--- Start Document text ---

This topic provides a survey of the stages of query rewrite undertaken by the Teradata Database Query Rewrite subsystem. The information is provided only to help you to understand what sorts of things Query Rewrite does and the relative order in which it does them.

Teradata Database Query Rewrite Processes

The following processes list the logical sequence of the processes undertaken by Query Rewrite and the Optimizer as they optimize a DML request. DDL and DCL requests are also optimized, but the primary goal of optimization is to ensure that DML requests run with as low a cost as is possible.

Query Rewrite engages in the following process stages:

  1. Query Rewrite receives the ResTree as its input from the Resolver (see Resolver) or from Parameterized Value Peek (see Parameterized Requests).
  2. Teradata Database performs constant predicate evaluation (see Constant Predicate Evaluation) during the Query Rewrite preprocessing phase. This is done by searching for predicates that do not contain column references and evaluating the condition at the time the code is parsed. The system replaces the predicate with the result when the result is TRUE or FALSE, but not when it is UNKNOWN.
  3. Wherever possible, Query Rewrite pushes projections into spooled views (see Predicate Pushdown and Pullup).

    This means that only those columns that are referenced by the main query are retained and pushed into spooled views, while other projections are dropped from the ResTree.

    Pushing projections into views can also enable views to be folded that would otherwise continue to be spools. For example, views containing CASE expressions are not always merged; however, if the CASE expressions are removed from the view, view folding sometimes becomes possible.

    Pushing projections can also enable view elimination that would not otherwise occur.

    Some views are guaranteed to return only a single row (for example, when their select list specifies a single aggregate expression). If a query does not reference any columns of a single-row view, query rewrite can reduce the view definition to SELECT 0; meaning that no table is referenced in the view.

  4. Whenever applicable, large IN and NOT-IN predicates (called IN-lists), are rewritten to be separate spools, which participate in the join planning with the other relations in the query. These spools hold the values from the large IN-lists. This process prevents the large IN-lists from participating in predicate-related query rewrite and optimization processes, where the very large lists can slow parsing.
    There are two types of IN-list spool rewrites:
    • Subquery-based rewrite is used for large IN-lists that are not part of CASE expressions
    • Outer-join-based rewrite is used for IN-lists that are part of CASE expressions.
  5. Wherever possible, Query Rewrite converts outer joins to inner joins (see Outer Join-to-Inner Join Conversion).

    Outer joins are converted to inner joins if the conversion does not produce non-matching rows independently of the data.

    The rules for this are that Query Rewrite converts an outer join to an inner join if the following statements are true:

    • The WHERE clause contains one or more null filtering conditions on the inner table.

--- End Document text ---

Short problem 1
Please extract the passage of the Query Rewrite overview starting with "Query Rewrite engages" and going on through "Pushdown and Pullup).".
Short problem 2
In the Query Rewrite overview, which type of IN-list spool rewrite is used for IN-lists that are part of CASE expressions?

--- Start Recorded information ---

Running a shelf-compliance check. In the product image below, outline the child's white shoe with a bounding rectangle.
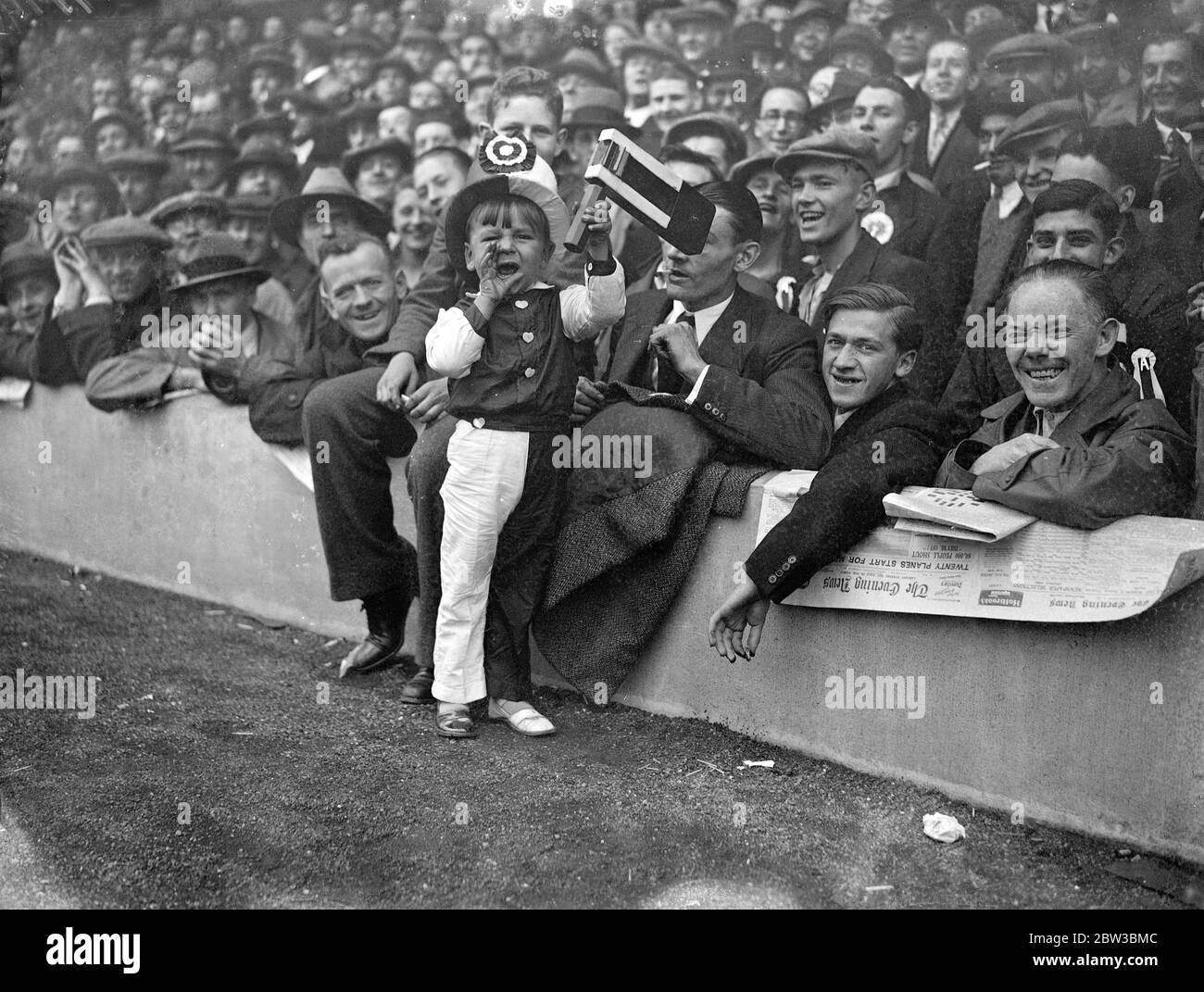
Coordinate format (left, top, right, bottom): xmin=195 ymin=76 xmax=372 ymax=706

--- End Recorded information ---

Final answer 1
Query Rewrite engages in the following process stages:

  1. Query Rewrite receives the ResTree as its input from the Resolver (see Resolver) or from Parameterized Value Peek (see Parameterized Requests).
  2. Teradata Database performs constant predicate evaluation (see Constant Predicate Evaluation) during the Query Rewrite preprocessing phase. This is done by searching for predicates that do not contain column references and evaluating the condition at the time the code is parsed. The system replaces the predicate with the result when the result is TRUE or FALSE, but not when it is UNKNOWN.
  3. Wherever possible, Query Rewrite pushes projections into spooled views (see Predicate Pushdown and Pullup).

Final answer 2
Outer-join-based rewrite.